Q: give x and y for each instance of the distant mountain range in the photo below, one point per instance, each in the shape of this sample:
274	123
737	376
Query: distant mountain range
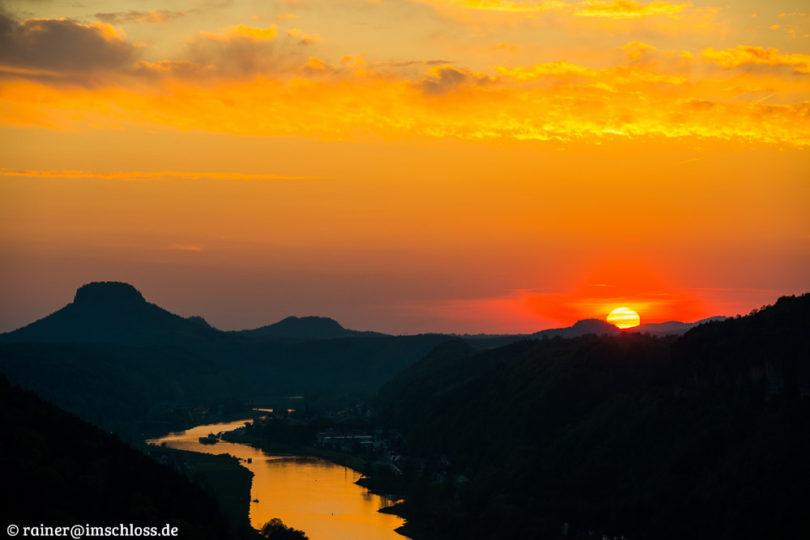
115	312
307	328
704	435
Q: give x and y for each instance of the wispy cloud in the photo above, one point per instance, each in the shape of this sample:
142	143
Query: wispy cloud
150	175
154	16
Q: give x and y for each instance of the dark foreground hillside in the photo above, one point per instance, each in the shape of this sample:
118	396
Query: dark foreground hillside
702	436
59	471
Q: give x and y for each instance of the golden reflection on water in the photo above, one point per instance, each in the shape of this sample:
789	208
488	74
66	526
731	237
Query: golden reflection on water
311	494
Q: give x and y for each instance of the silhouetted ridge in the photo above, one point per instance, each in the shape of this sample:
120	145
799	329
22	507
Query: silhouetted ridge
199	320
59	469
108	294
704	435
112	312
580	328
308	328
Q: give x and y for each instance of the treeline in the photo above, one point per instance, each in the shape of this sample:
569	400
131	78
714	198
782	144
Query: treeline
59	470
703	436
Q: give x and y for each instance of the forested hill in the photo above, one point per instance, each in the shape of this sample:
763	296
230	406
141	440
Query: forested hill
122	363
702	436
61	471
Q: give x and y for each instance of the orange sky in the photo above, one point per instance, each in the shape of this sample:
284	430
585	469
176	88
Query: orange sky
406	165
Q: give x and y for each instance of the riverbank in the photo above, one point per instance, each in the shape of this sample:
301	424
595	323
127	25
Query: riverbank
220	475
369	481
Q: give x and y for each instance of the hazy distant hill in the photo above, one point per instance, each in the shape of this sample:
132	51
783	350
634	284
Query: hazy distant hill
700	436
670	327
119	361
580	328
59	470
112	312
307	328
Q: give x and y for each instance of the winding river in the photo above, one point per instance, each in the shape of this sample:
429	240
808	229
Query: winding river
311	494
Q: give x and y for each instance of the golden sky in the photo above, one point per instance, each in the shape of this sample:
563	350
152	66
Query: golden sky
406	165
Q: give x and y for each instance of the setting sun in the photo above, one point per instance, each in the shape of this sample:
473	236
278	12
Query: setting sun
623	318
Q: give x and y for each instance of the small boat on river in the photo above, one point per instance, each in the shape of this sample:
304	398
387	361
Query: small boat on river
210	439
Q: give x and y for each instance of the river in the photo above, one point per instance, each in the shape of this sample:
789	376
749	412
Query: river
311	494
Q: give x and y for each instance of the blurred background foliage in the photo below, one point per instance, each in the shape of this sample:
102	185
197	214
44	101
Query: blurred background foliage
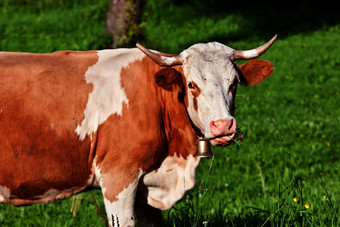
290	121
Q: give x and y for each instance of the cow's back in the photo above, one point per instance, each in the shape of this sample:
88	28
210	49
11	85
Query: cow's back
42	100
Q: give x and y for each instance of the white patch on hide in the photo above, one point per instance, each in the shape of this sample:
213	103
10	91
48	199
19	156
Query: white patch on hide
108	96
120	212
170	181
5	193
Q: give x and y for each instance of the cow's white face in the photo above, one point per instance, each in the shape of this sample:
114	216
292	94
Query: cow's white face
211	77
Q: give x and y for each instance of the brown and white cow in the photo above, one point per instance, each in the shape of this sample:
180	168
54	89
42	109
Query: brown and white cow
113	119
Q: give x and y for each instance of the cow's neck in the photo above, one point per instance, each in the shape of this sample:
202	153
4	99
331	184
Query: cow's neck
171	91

* * *

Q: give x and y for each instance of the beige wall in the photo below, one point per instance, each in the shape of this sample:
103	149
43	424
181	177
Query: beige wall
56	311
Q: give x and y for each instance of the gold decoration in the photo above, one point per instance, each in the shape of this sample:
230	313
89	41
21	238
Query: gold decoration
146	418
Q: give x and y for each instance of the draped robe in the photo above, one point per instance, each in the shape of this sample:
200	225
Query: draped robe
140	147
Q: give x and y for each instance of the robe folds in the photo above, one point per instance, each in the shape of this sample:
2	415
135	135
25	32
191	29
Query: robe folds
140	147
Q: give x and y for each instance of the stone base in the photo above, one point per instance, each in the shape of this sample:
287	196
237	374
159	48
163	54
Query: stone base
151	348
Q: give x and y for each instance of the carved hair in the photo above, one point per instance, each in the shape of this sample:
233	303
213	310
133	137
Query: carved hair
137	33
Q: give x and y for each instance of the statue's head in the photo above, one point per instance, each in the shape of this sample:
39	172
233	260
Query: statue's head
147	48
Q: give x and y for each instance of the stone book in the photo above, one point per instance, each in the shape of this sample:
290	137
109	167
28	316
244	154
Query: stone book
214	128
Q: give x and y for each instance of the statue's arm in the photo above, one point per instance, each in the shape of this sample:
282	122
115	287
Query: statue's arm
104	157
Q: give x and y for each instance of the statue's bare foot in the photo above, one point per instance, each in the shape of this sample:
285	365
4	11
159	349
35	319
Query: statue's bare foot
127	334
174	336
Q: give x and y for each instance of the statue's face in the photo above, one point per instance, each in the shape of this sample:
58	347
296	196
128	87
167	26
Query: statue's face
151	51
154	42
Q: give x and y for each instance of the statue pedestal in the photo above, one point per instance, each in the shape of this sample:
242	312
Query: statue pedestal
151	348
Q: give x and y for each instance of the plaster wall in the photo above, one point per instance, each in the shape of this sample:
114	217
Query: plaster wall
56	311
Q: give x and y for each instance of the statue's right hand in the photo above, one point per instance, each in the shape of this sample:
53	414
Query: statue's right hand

Given task –
Convert the records from the line containing "the statue's head" down to the line containing "Query: statue's right hand", both included, into a numbered list that omits any blank lines.

Answer for the task –
1. Q: give x and y for each instance of the statue's head in the photo above, one point per instance, each in the shape of this sample:
2. 39	172
3. 233	260
4. Query: statue's head
5. 147	48
6. Q: give x and y for each instance of the stone book in the photo above, one point per instance, each in the shape of this sample:
7. 290	137
8. 109	167
9. 28	316
10. 244	154
11. Query: stone book
12. 214	128
13. Q: give x and y for each instance of the statue's arm in the photo above, one point per instance, each in the shape of this sample:
14. 282	122
15. 115	287
16. Query: statue's arm
17. 104	157
18. Q: give x and y for each instance of the statue's bare foot in the photo above, one point per instance, each in the shape of this sample:
19. 285	365
20. 4	11
21. 159	349
22. 35	319
23. Query: statue's bare foot
24. 127	334
25. 174	336
26. Q: give x and y for each instance of the statue's face in the photo above, one point per instance, each in the shape of this sample:
27. 58	347
28. 296	196
29. 128	87
30. 167	26
31. Query: statue's face
32. 151	51
33. 154	42
34. Q: give x and y for each instance of the statue pedestal in the photo above, one point per instance, each in the shape of this sample:
35. 242	312
36. Query: statue pedestal
37. 151	348
38. Q: give x and y for each instance of the plaster wall in the photo above, one point per instance, each in the shape of this sample:
39. 114	217
40. Query: plaster wall
41. 56	311
42. Q: give x and y for each instance of the statue's right hand in the photo above, one point per instance, each in the shape of this sample:
43. 53	414
44. Query: statue's right hand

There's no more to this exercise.